• _TEXT TO READ_
Taking Bartholomew for a spin

This is a quickstart example of using Spin to deploy a Bartholomew CMS instance, locally on your machine. In this quickstart session, we use a Bartholomew site template which contains some pre-built parts (for your convenience). If you would like to build all of the parts separately from source (Spin, Bartholomew, File Server), please see the contributing section which dives a lot deeper than this quickstart example.

Getting the spin Binary

For Spin, follow the Spin quickstart guide which details how to either:

  • download the latest Spin binary release,
  • clone and build Spin using cargo, or
  • clone and build Spin from source.

Templates

This quickstart method uses a Bartholomew site template. So while we do require spin (as per the details above) everything else we need (to launch our Bartholomew CMS website) is packaged up in the Bartholomew site template. Including the bartholomew.wasm and the spin_static_fs.wasm files which take care of Bartholomew’s business logic and Spin’s file server needs, respectively. We will start working with the template in the next section.

Use the Bartholomew Site Template

We can now generate a new repository with the same directory and file structure as the aforementioned Bartholomew site template. Simply visit the template’s location on GitHub. Then click on the green Use this template button and follow the prompts. This will create a new repository in your GitHub account.

Here are some additional details about creating a repository from a template if you are interested.

• _WRITTEN TASKS_
**a.** Duplicate the part of the Bartholomew quickstart starting at "This quickstart method" and ending at "you are interested.".
**b.** List the options the Bartholomew quickstart gives for getting Spin through the Spin quickstart guide.

(Photo labels with boxes)
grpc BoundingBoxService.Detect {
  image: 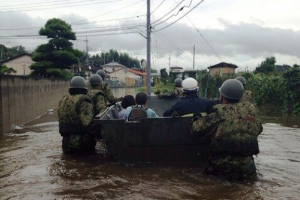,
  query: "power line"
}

[71,0,144,25]
[155,0,204,32]
[0,0,122,13]
[0,0,122,9]
[150,0,166,15]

• _EXPECTED OUTPUTS_
**a.**
This quickstart method uses a Bartholomew site template. So while we do require spin (as per the details above) everything else we need (to launch our Bartholomew CMS website) is packaged up in the Bartholomew site template. Including the bartholomew.wasm and the spin_static_fs.wasm files which take care of Bartholomew’s business logic and Spin’s file server needs, respectively. We will start working with the template in the next section.

Use the Bartholomew Site Template

We can now generate a new repository with the same directory and file structure as the aforementioned Bartholomew site template. Simply visit the template’s location on GitHub. Then click on the green Use this template button and follow the prompts. This will create a new repository in your GitHub account.

Here are some additional details about creating a repository from a template if you are interested.

**b.**
- Download the latest Spin binary release
- Clone and build Spin using cargo
- Clone and build Spin from source